[Opening RECORDS SUPPLIED section]

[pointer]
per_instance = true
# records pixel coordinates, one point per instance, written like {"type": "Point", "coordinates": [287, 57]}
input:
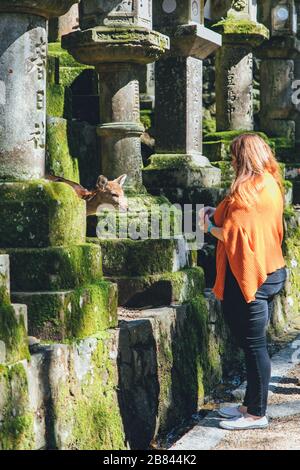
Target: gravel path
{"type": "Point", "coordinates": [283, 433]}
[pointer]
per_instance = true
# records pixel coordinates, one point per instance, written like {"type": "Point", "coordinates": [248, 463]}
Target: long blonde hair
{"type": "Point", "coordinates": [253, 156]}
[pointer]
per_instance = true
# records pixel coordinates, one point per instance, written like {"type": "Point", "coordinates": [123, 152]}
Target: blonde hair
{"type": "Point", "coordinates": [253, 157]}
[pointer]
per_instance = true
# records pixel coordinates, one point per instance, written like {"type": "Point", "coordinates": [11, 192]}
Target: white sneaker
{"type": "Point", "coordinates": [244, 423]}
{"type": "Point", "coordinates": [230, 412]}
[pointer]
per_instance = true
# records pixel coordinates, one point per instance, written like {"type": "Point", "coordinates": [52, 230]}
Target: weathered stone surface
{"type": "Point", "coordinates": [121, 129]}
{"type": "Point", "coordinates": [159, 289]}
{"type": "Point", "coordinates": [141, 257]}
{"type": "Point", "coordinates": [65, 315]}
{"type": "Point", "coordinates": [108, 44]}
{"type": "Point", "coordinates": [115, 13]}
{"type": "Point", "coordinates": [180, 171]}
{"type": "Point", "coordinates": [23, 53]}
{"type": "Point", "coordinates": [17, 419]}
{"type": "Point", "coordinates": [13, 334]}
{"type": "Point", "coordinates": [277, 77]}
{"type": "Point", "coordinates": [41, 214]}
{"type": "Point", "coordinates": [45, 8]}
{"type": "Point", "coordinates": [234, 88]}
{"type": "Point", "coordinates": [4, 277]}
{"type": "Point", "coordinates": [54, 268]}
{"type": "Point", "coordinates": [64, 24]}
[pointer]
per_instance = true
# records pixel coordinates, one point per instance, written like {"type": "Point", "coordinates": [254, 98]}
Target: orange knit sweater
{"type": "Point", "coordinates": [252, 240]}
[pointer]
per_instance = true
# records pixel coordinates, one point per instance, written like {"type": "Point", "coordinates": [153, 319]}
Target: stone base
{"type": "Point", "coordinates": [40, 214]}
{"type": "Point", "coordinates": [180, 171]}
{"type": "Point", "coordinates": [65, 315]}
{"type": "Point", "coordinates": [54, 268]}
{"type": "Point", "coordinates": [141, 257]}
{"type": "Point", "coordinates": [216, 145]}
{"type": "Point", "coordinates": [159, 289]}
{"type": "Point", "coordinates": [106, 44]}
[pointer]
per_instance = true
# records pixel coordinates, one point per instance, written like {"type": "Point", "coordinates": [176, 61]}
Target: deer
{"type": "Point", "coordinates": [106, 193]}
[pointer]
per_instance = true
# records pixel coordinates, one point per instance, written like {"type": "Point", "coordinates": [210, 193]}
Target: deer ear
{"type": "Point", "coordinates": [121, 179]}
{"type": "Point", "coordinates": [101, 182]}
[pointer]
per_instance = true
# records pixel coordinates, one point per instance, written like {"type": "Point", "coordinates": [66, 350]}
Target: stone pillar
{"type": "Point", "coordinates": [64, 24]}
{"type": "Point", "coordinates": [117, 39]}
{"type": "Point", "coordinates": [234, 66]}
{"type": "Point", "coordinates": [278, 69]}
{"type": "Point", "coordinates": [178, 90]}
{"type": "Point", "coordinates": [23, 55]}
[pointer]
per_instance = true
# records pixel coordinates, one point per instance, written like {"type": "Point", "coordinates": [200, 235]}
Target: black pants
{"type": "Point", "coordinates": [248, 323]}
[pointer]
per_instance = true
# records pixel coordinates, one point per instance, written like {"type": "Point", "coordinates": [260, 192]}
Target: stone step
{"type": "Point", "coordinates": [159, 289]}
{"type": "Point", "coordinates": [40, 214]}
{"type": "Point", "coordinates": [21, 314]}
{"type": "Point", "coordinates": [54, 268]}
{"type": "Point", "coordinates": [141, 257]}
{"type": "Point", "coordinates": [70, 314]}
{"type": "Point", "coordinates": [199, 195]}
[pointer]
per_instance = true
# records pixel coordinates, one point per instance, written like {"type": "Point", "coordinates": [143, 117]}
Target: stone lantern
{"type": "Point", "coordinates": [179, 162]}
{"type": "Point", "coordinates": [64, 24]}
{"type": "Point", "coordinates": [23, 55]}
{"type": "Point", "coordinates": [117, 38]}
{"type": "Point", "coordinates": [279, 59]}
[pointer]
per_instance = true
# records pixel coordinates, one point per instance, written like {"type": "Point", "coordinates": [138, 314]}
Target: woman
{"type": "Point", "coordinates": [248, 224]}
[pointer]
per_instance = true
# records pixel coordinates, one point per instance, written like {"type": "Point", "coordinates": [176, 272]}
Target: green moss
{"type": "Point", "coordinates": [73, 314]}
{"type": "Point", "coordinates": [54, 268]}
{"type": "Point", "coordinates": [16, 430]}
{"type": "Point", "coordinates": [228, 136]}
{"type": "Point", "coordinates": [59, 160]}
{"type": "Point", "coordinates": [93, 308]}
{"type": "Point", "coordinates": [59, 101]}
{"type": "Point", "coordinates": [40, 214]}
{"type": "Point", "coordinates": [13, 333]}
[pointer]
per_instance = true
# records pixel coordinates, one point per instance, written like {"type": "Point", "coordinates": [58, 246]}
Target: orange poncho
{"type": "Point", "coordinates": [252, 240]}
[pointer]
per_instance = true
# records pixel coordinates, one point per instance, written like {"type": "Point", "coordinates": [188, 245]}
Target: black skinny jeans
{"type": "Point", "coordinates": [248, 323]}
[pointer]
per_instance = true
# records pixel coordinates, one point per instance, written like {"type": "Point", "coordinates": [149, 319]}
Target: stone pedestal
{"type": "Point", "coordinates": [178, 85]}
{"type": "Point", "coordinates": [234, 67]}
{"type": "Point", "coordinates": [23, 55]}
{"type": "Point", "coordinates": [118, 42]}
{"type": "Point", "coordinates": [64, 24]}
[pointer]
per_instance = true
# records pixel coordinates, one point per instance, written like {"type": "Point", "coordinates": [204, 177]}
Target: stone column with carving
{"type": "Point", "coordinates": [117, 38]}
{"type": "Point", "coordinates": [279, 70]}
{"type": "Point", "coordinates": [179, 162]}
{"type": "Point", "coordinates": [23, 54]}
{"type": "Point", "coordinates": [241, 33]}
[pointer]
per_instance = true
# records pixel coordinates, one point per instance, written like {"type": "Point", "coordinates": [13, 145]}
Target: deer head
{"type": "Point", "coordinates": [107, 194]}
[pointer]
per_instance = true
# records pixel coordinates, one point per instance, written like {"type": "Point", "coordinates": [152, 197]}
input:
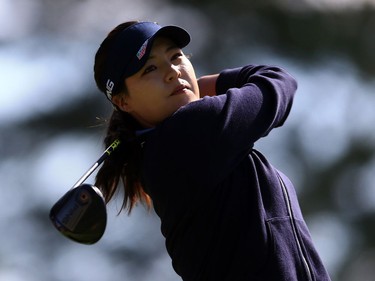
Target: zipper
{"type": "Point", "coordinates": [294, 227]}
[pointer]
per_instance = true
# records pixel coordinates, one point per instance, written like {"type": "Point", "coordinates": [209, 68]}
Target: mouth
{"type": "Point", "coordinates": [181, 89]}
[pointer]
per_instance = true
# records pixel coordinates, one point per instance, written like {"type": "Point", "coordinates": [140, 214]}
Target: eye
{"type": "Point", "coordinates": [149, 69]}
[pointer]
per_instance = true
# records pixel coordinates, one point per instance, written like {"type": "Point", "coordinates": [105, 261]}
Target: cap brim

[Closing RECORDS SUPPLIED section]

## TASK PROMPT
I need the entries printed exactly, with each picture left out.

## TASK OUTPUT
[pointer]
per_instance = true
# records pixel coordinates, one point per instance, written like {"type": "Point", "coordinates": [287, 57]}
input:
Target: gravel path
{"type": "Point", "coordinates": [283, 433]}
[pointer]
per_instance = true
# records pixel coordinates, one point per instance, written like {"type": "Point", "coordinates": [248, 463]}
Target: long blonde hair
{"type": "Point", "coordinates": [253, 156]}
[pointer]
per_instance = true
# records pixel coordinates, one point per instance, written like {"type": "Point", "coordinates": [123, 152]}
Target: blonde hair
{"type": "Point", "coordinates": [253, 157]}
[pointer]
per_instance = true
# records pixel coordinates, one point per instance, written like {"type": "Point", "coordinates": [11, 192]}
Target: white sneaker
{"type": "Point", "coordinates": [244, 423]}
{"type": "Point", "coordinates": [230, 412]}
[pointer]
per_instance = true
# records pixel coordinates, one point per instance, written like {"type": "Point", "coordinates": [52, 230]}
Target: weathered stone surface
{"type": "Point", "coordinates": [121, 129]}
{"type": "Point", "coordinates": [159, 289]}
{"type": "Point", "coordinates": [141, 257]}
{"type": "Point", "coordinates": [65, 315]}
{"type": "Point", "coordinates": [108, 44]}
{"type": "Point", "coordinates": [115, 13]}
{"type": "Point", "coordinates": [180, 171]}
{"type": "Point", "coordinates": [23, 53]}
{"type": "Point", "coordinates": [17, 419]}
{"type": "Point", "coordinates": [13, 334]}
{"type": "Point", "coordinates": [277, 77]}
{"type": "Point", "coordinates": [41, 214]}
{"type": "Point", "coordinates": [45, 8]}
{"type": "Point", "coordinates": [234, 88]}
{"type": "Point", "coordinates": [4, 277]}
{"type": "Point", "coordinates": [54, 268]}
{"type": "Point", "coordinates": [64, 24]}
[pointer]
per_instance = true
# records pixel coordinates, one point per instance, written like {"type": "Point", "coordinates": [254, 98]}
Target: orange knit sweater
{"type": "Point", "coordinates": [252, 240]}
[pointer]
per_instance = true
# records pixel coordinates, one point per instance, written like {"type": "Point", "coordinates": [153, 319]}
Target: stone base
{"type": "Point", "coordinates": [40, 214]}
{"type": "Point", "coordinates": [180, 171]}
{"type": "Point", "coordinates": [65, 315]}
{"type": "Point", "coordinates": [54, 268]}
{"type": "Point", "coordinates": [141, 257]}
{"type": "Point", "coordinates": [216, 145]}
{"type": "Point", "coordinates": [159, 289]}
{"type": "Point", "coordinates": [106, 44]}
[pointer]
per_instance = true
# records pixel coordinates, one point per instance, written like {"type": "Point", "coordinates": [176, 61]}
Target: deer
{"type": "Point", "coordinates": [106, 193]}
[pointer]
per_instance = true
# records pixel coordinates, one point per instance, written like {"type": "Point", "coordinates": [210, 193]}
Target: deer ear
{"type": "Point", "coordinates": [121, 179]}
{"type": "Point", "coordinates": [101, 182]}
[pointer]
per_instance = true
# records pixel coordinates, one point per instance, written like {"type": "Point", "coordinates": [66, 350]}
Target: stone pillar
{"type": "Point", "coordinates": [64, 24]}
{"type": "Point", "coordinates": [117, 39]}
{"type": "Point", "coordinates": [234, 66]}
{"type": "Point", "coordinates": [278, 69]}
{"type": "Point", "coordinates": [178, 90]}
{"type": "Point", "coordinates": [23, 55]}
[pointer]
per_instance = true
# records pixel coordinates, one point per instance, written like {"type": "Point", "coordinates": [200, 235]}
Target: black pants
{"type": "Point", "coordinates": [248, 323]}
[pointer]
per_instance = true
# records pixel coordinates, one point per instance, written like {"type": "Point", "coordinates": [260, 192]}
Target: stone step
{"type": "Point", "coordinates": [159, 289]}
{"type": "Point", "coordinates": [40, 214]}
{"type": "Point", "coordinates": [21, 314]}
{"type": "Point", "coordinates": [54, 268]}
{"type": "Point", "coordinates": [141, 257]}
{"type": "Point", "coordinates": [70, 314]}
{"type": "Point", "coordinates": [199, 195]}
[pointer]
per_instance = true
# records pixel coordinates, one point per instance, written like {"type": "Point", "coordinates": [143, 117]}
Target: stone lantern
{"type": "Point", "coordinates": [179, 162]}
{"type": "Point", "coordinates": [64, 24]}
{"type": "Point", "coordinates": [23, 55]}
{"type": "Point", "coordinates": [117, 38]}
{"type": "Point", "coordinates": [279, 59]}
[pointer]
per_instance = true
# records pixel coordinates, one point per instance, written like {"type": "Point", "coordinates": [138, 314]}
Target: woman
{"type": "Point", "coordinates": [248, 224]}
[pointer]
per_instance = true
# records pixel coordinates, one point per instance, written like {"type": "Point", "coordinates": [176, 272]}
Target: green moss
{"type": "Point", "coordinates": [73, 314]}
{"type": "Point", "coordinates": [54, 268]}
{"type": "Point", "coordinates": [16, 430]}
{"type": "Point", "coordinates": [228, 136]}
{"type": "Point", "coordinates": [59, 160]}
{"type": "Point", "coordinates": [93, 308]}
{"type": "Point", "coordinates": [59, 101]}
{"type": "Point", "coordinates": [40, 214]}
{"type": "Point", "coordinates": [13, 333]}
[pointer]
per_instance = true
# records pixel coordinates, one point per instance, written like {"type": "Point", "coordinates": [58, 246]}
Target: orange poncho
{"type": "Point", "coordinates": [252, 240]}
[pointer]
per_instance = true
# records pixel coordinates, one point per instance, written like {"type": "Point", "coordinates": [188, 245]}
Target: black skinny jeans
{"type": "Point", "coordinates": [248, 323]}
[pointer]
per_instance = true
# records pixel coordinates, one point per instance, written like {"type": "Point", "coordinates": [149, 319]}
Target: stone pedestal
{"type": "Point", "coordinates": [178, 85]}
{"type": "Point", "coordinates": [234, 67]}
{"type": "Point", "coordinates": [23, 55]}
{"type": "Point", "coordinates": [118, 42]}
{"type": "Point", "coordinates": [64, 24]}
[pointer]
per_instance = true
# records pixel coordinates, one point per instance, written like {"type": "Point", "coordinates": [204, 177]}
Target: stone column with carving
{"type": "Point", "coordinates": [117, 38]}
{"type": "Point", "coordinates": [279, 70]}
{"type": "Point", "coordinates": [179, 162]}
{"type": "Point", "coordinates": [23, 54]}
{"type": "Point", "coordinates": [241, 33]}
[pointer]
per_instance = true
# records pixel coordinates, one point per instance, written like {"type": "Point", "coordinates": [13, 145]}
Target: deer head
{"type": "Point", "coordinates": [107, 194]}
[pointer]
per_instance = true
# records pixel coordinates, one point per instance, written like {"type": "Point", "coordinates": [152, 197]}
input:
Target: zipper
{"type": "Point", "coordinates": [294, 227]}
[pointer]
per_instance = true
# records pixel coordinates, one point per instance, written like {"type": "Point", "coordinates": [209, 68]}
Target: mouth
{"type": "Point", "coordinates": [181, 89]}
[pointer]
per_instance = true
# records pixel coordinates, one point per instance, written like {"type": "Point", "coordinates": [140, 214]}
Target: eye
{"type": "Point", "coordinates": [149, 69]}
[pointer]
per_instance = true
# records pixel coordinates, one point per instance, written like {"type": "Point", "coordinates": [105, 261]}
Target: cap brim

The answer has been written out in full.